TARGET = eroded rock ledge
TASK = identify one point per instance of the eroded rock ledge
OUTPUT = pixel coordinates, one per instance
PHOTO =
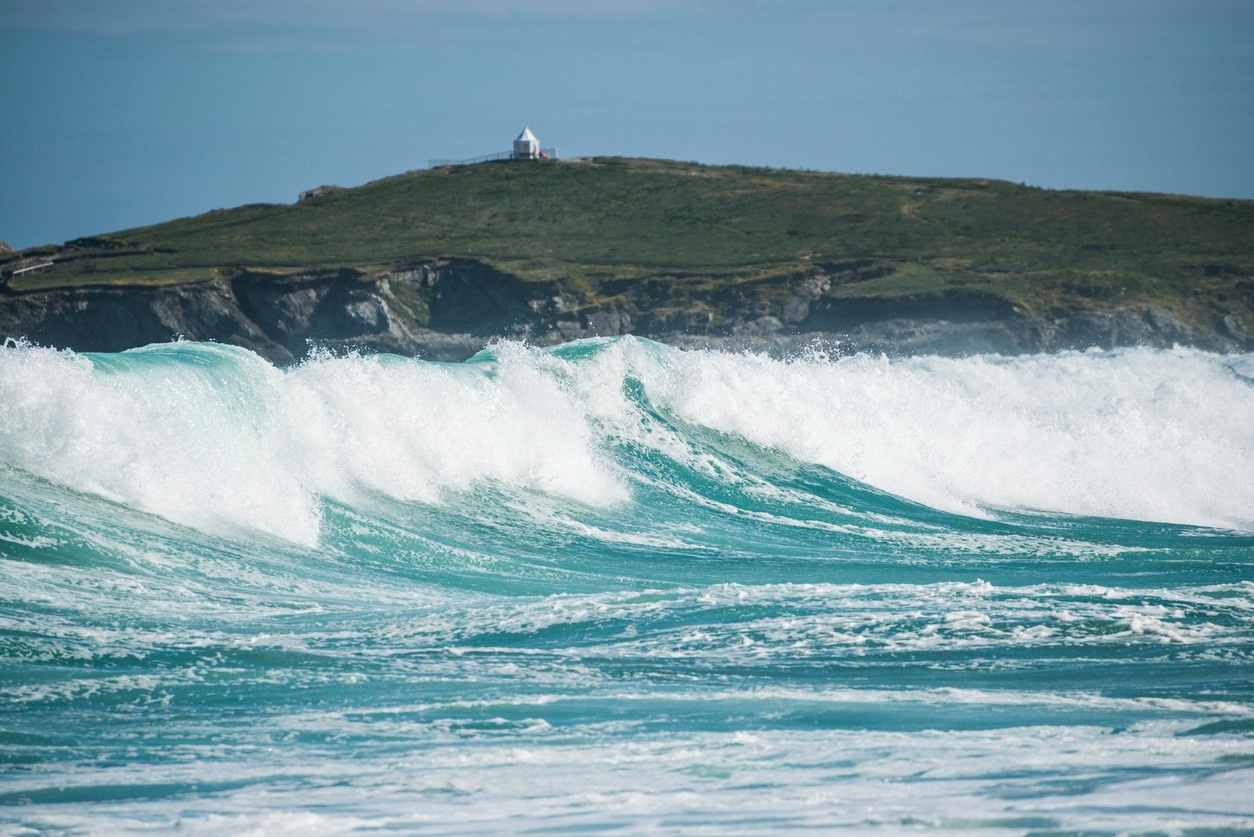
(449, 309)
******
- _Aim of the task_
The answer must consist of each line from the entries that contains the string "ledge".

- _Task result_
TARGET = eroded rock ledge
TASK = identify one point per instance of the eroded rock ledge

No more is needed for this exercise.